• WORK ORDER
Show all lines from the data that include the word "tower".
═════ EXERCISE INPUTS ═════
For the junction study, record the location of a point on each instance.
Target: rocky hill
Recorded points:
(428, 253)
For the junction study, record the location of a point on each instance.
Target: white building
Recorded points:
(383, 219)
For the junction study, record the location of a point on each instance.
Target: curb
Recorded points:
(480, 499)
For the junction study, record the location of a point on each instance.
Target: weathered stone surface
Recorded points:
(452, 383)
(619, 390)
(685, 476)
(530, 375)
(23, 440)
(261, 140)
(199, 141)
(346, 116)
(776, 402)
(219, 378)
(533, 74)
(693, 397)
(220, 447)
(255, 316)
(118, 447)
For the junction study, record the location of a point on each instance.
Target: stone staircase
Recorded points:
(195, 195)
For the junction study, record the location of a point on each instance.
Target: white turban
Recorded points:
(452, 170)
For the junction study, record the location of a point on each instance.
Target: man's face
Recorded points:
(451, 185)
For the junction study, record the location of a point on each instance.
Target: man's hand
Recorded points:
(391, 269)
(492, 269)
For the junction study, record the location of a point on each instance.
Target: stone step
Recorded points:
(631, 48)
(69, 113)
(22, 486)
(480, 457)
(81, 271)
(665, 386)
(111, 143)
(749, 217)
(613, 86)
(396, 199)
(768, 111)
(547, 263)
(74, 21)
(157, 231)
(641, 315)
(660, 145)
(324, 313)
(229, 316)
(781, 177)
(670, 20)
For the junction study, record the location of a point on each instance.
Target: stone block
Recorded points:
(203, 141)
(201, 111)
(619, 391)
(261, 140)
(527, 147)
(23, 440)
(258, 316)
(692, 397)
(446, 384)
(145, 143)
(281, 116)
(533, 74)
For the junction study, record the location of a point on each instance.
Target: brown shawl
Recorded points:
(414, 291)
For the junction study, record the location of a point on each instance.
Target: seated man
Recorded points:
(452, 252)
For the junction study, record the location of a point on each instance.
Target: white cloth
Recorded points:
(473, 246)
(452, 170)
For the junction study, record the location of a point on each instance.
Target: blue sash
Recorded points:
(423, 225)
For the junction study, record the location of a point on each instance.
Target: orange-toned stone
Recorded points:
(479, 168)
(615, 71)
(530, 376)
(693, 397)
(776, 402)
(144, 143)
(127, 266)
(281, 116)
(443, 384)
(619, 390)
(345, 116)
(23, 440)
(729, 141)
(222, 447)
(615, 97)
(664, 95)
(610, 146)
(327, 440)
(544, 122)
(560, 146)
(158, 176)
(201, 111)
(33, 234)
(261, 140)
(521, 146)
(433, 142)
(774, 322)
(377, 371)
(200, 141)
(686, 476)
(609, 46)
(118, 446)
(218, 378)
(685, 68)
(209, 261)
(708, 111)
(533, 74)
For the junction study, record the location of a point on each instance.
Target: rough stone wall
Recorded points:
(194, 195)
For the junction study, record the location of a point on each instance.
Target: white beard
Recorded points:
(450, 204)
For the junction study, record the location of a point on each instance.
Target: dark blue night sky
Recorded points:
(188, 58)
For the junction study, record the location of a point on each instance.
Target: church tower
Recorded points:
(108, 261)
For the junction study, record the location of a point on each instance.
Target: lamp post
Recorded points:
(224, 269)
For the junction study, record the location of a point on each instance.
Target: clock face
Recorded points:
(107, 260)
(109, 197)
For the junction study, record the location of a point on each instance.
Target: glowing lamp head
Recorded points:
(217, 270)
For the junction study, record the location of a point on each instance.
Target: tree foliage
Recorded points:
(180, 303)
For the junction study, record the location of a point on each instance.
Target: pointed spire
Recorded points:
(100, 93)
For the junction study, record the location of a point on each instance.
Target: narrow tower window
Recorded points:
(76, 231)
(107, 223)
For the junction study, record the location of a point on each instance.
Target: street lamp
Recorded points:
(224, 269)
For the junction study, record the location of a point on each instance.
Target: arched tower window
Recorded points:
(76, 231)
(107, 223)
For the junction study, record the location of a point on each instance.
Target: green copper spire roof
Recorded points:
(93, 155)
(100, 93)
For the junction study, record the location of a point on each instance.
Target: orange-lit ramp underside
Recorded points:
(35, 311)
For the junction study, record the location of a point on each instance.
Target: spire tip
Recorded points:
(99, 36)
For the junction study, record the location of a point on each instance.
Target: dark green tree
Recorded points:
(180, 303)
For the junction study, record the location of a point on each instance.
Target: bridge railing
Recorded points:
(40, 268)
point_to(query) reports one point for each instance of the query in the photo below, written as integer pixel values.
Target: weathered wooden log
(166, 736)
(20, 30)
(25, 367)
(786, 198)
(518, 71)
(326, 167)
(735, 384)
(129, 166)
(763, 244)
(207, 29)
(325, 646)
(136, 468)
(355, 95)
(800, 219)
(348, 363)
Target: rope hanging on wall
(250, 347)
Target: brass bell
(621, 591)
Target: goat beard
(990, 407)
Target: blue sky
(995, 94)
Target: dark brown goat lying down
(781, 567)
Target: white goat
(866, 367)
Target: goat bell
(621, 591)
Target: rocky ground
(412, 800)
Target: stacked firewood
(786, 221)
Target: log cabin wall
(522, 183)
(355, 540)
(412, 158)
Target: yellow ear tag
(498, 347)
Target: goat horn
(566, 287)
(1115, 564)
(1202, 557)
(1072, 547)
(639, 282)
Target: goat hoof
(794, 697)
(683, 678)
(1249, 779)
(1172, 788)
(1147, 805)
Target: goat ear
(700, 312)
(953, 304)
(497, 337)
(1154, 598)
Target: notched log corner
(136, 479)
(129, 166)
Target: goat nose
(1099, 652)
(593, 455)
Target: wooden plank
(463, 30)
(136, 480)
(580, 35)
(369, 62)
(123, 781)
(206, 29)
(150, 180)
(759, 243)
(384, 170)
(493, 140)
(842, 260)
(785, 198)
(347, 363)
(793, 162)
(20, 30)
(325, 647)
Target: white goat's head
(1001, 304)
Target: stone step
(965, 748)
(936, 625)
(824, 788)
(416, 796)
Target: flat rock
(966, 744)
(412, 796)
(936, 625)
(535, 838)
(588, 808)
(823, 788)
═════
• SOLUTION
Target: church tower
Target: narrow tower window
Target: arched tower window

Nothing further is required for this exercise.